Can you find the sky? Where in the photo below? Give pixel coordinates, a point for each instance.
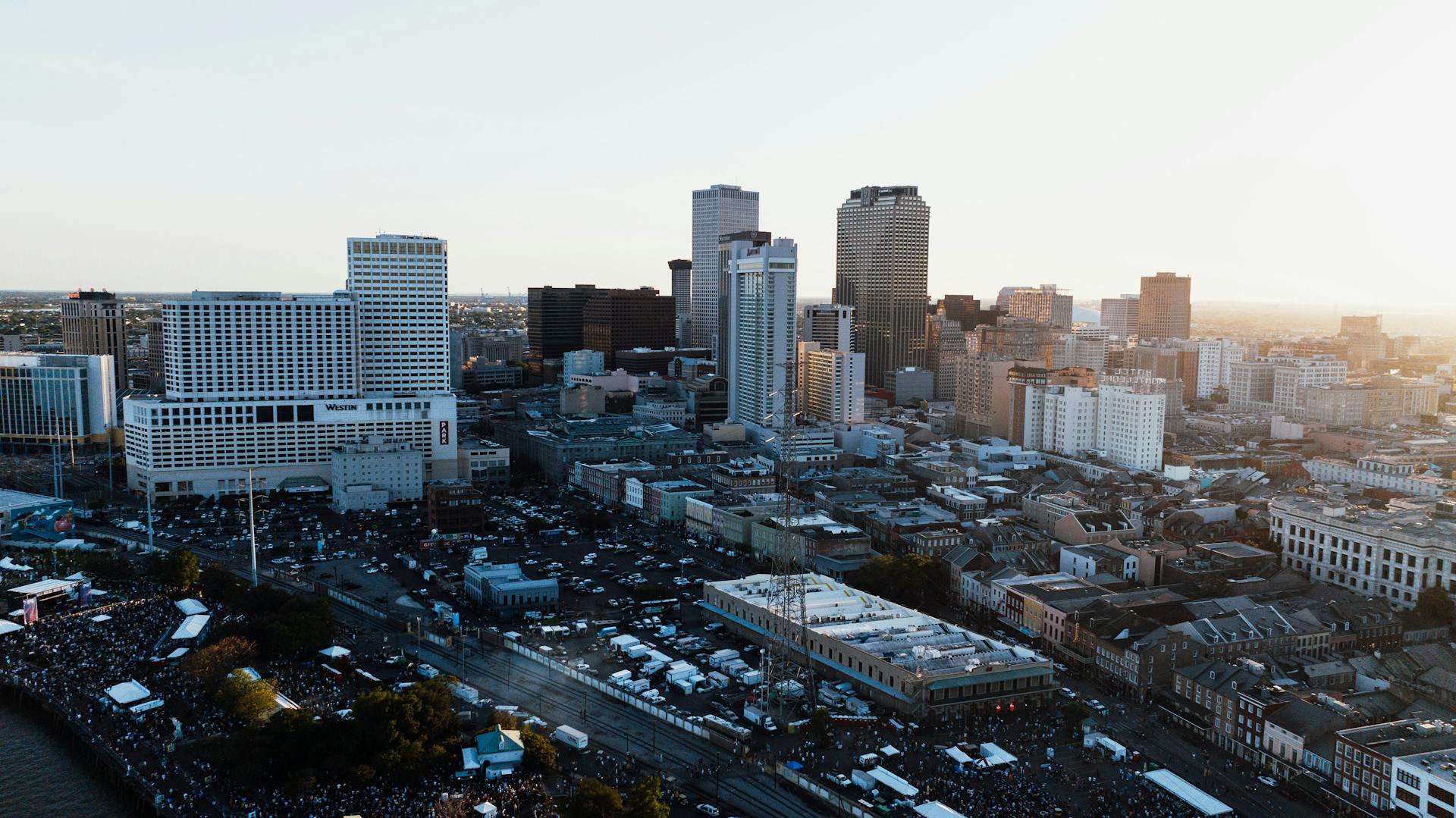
(1276, 152)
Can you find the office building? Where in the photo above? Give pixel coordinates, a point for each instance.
(1120, 316)
(400, 289)
(156, 356)
(682, 272)
(1165, 306)
(944, 348)
(717, 212)
(1041, 305)
(63, 400)
(880, 270)
(983, 396)
(910, 384)
(372, 473)
(582, 363)
(554, 319)
(832, 327)
(93, 324)
(903, 660)
(1389, 553)
(762, 334)
(261, 346)
(625, 319)
(1279, 383)
(1130, 425)
(832, 384)
(280, 383)
(731, 246)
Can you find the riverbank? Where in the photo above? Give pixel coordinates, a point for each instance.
(123, 789)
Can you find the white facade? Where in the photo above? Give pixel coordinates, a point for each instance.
(832, 327)
(1130, 427)
(1389, 553)
(762, 334)
(400, 284)
(832, 384)
(373, 473)
(717, 212)
(1120, 316)
(256, 381)
(259, 346)
(206, 449)
(582, 363)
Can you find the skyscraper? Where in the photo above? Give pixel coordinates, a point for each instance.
(832, 383)
(1041, 305)
(730, 248)
(880, 270)
(554, 319)
(717, 212)
(762, 332)
(93, 324)
(1120, 316)
(682, 271)
(623, 319)
(830, 327)
(1164, 306)
(400, 284)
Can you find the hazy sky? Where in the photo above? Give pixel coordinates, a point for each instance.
(1272, 150)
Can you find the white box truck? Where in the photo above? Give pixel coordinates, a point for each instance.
(571, 737)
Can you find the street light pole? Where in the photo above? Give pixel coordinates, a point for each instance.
(253, 531)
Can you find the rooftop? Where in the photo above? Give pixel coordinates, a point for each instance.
(896, 634)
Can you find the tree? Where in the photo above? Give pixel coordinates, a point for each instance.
(1435, 606)
(912, 580)
(645, 801)
(541, 753)
(595, 800)
(221, 587)
(245, 697)
(177, 569)
(213, 664)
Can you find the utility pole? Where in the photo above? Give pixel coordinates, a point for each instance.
(253, 530)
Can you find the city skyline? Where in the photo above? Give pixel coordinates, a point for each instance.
(1315, 158)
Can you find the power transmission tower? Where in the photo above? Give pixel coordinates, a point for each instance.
(788, 661)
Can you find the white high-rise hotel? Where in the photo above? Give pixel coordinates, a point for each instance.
(764, 283)
(280, 381)
(717, 212)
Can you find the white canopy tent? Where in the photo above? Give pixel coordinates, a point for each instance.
(191, 626)
(191, 607)
(1185, 791)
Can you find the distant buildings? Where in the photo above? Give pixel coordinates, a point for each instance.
(1164, 306)
(280, 383)
(63, 400)
(762, 332)
(717, 212)
(95, 324)
(880, 270)
(1041, 305)
(1120, 316)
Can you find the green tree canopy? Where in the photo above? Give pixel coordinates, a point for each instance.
(541, 753)
(1435, 606)
(245, 697)
(595, 800)
(645, 801)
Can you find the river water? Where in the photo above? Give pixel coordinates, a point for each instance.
(42, 773)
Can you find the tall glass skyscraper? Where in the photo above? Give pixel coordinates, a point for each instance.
(717, 212)
(880, 270)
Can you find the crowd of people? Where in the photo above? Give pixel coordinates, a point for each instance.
(71, 658)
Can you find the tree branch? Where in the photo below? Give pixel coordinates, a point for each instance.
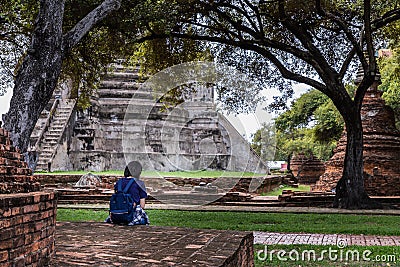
(71, 38)
(387, 18)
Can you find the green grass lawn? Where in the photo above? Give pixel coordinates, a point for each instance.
(183, 174)
(312, 255)
(246, 221)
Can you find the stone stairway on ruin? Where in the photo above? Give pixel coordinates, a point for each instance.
(52, 135)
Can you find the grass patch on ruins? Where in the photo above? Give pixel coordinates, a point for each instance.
(182, 174)
(278, 191)
(247, 221)
(313, 255)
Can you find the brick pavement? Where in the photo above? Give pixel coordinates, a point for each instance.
(324, 239)
(100, 244)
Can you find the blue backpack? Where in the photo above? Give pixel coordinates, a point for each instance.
(121, 205)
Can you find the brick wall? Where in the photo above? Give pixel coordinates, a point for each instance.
(27, 223)
(27, 216)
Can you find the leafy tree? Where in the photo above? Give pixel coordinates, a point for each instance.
(312, 125)
(313, 42)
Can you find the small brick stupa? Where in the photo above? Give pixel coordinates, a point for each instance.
(15, 176)
(381, 150)
(307, 169)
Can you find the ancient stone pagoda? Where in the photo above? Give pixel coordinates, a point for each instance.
(27, 215)
(381, 150)
(307, 169)
(191, 136)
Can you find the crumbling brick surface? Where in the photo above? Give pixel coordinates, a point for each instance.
(100, 244)
(15, 176)
(27, 216)
(27, 224)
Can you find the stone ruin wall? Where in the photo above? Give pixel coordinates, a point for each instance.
(306, 169)
(381, 150)
(161, 141)
(27, 215)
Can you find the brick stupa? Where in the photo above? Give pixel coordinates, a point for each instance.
(307, 169)
(15, 176)
(381, 150)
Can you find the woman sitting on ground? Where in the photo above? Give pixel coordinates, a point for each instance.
(137, 191)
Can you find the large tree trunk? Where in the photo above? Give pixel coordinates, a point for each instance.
(350, 190)
(37, 77)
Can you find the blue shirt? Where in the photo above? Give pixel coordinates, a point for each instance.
(137, 189)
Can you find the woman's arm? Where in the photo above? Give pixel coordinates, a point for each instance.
(142, 202)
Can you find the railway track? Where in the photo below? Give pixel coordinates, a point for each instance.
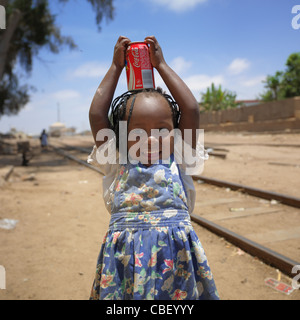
(262, 223)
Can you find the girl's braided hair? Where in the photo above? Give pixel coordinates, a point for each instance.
(119, 107)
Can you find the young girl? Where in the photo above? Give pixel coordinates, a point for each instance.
(150, 250)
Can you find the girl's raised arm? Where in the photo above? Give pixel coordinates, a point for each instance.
(190, 114)
(103, 97)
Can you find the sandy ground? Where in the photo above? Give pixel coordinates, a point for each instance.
(52, 251)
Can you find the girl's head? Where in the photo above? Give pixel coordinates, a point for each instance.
(147, 112)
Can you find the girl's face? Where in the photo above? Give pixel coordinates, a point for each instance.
(150, 128)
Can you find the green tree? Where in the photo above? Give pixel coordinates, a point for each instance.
(274, 87)
(217, 99)
(30, 27)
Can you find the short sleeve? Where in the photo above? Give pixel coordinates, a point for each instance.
(105, 158)
(190, 160)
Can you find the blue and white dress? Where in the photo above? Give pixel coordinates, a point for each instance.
(150, 250)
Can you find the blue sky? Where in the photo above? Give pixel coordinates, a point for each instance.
(235, 43)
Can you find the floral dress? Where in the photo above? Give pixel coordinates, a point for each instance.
(151, 250)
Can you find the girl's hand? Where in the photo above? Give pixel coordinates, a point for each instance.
(156, 55)
(120, 52)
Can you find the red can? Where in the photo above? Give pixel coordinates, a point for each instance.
(139, 69)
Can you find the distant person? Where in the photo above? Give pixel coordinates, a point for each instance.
(44, 139)
(151, 250)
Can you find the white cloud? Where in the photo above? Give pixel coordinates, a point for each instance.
(238, 65)
(92, 69)
(179, 5)
(180, 65)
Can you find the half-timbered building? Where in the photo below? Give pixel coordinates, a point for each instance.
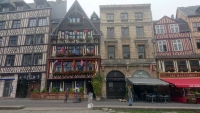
(191, 15)
(24, 38)
(176, 62)
(75, 54)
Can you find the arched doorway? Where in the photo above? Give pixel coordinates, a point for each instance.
(115, 85)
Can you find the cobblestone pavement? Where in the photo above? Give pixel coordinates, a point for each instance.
(52, 111)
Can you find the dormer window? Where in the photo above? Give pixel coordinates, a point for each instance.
(19, 8)
(41, 5)
(5, 9)
(160, 29)
(174, 28)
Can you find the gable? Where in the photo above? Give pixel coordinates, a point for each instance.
(165, 20)
(75, 11)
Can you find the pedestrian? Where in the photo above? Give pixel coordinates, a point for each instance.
(130, 95)
(66, 95)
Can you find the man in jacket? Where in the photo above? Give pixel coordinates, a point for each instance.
(130, 95)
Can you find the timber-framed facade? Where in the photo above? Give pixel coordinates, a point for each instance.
(74, 56)
(24, 39)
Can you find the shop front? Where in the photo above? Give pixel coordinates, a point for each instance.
(143, 84)
(184, 87)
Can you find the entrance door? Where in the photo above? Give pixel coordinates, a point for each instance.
(7, 88)
(115, 85)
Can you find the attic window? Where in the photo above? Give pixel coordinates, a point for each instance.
(196, 26)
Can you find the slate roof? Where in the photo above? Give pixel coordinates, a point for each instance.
(190, 10)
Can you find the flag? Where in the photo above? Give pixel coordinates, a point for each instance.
(88, 51)
(75, 31)
(56, 63)
(75, 52)
(62, 50)
(85, 31)
(73, 63)
(151, 68)
(81, 63)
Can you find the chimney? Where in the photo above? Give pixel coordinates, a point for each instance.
(58, 1)
(172, 16)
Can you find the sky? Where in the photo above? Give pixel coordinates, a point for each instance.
(159, 8)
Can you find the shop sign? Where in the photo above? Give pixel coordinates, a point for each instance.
(30, 77)
(179, 75)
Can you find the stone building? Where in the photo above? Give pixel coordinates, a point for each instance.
(191, 15)
(24, 38)
(126, 46)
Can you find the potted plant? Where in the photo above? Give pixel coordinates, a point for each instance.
(97, 83)
(171, 69)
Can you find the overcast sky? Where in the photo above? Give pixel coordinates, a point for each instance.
(159, 8)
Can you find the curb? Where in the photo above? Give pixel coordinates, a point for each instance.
(12, 107)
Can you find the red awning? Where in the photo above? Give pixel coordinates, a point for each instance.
(183, 82)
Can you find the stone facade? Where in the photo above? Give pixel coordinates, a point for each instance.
(133, 41)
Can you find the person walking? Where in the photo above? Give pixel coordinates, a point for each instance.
(130, 95)
(66, 95)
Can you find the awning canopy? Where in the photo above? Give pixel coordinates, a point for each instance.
(7, 78)
(183, 82)
(146, 81)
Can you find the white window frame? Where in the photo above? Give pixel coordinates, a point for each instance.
(177, 44)
(161, 44)
(159, 29)
(174, 28)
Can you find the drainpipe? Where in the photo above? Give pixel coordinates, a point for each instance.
(192, 44)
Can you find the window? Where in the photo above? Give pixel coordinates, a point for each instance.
(16, 24)
(169, 65)
(10, 59)
(13, 41)
(74, 20)
(42, 22)
(71, 49)
(39, 39)
(198, 44)
(79, 49)
(125, 31)
(71, 35)
(27, 60)
(174, 28)
(0, 41)
(111, 52)
(196, 26)
(194, 64)
(182, 66)
(29, 40)
(79, 35)
(126, 52)
(138, 16)
(177, 45)
(110, 32)
(90, 49)
(67, 66)
(162, 45)
(37, 59)
(110, 16)
(5, 9)
(139, 31)
(32, 22)
(160, 29)
(2, 25)
(19, 8)
(79, 67)
(141, 51)
(124, 16)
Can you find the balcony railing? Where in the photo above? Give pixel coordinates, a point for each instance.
(126, 61)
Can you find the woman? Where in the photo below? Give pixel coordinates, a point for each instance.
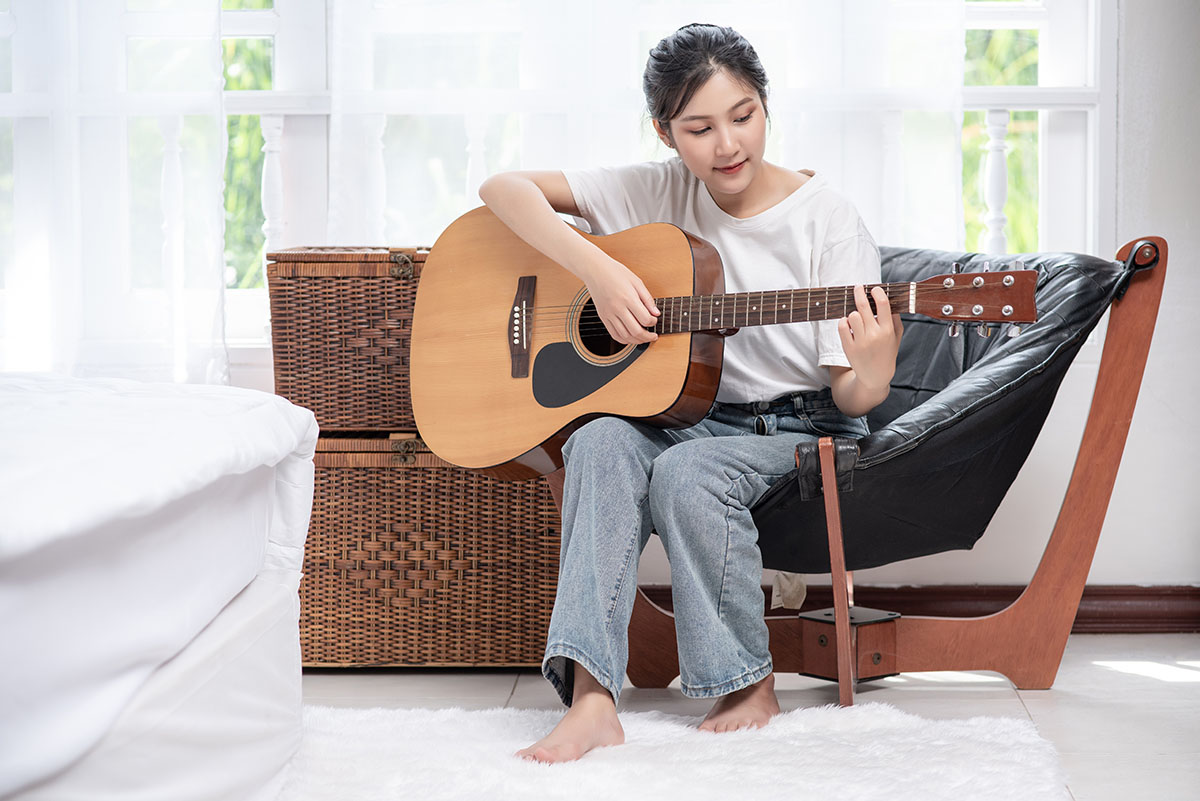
-------------------------
WHAT TO DO: Return, exactly as they appear, the lines from the line containing "Can you find the balcony" through the end of the records above, both ends included, without pictures.

FINAL ANSWER:
Can you find the balcony railing? Where in the photo above? Give pixel coordinates, a point for each instance.
(126, 61)
Can you find the woman? Where in the photo below? Give pixel coordinates, a point for each instance.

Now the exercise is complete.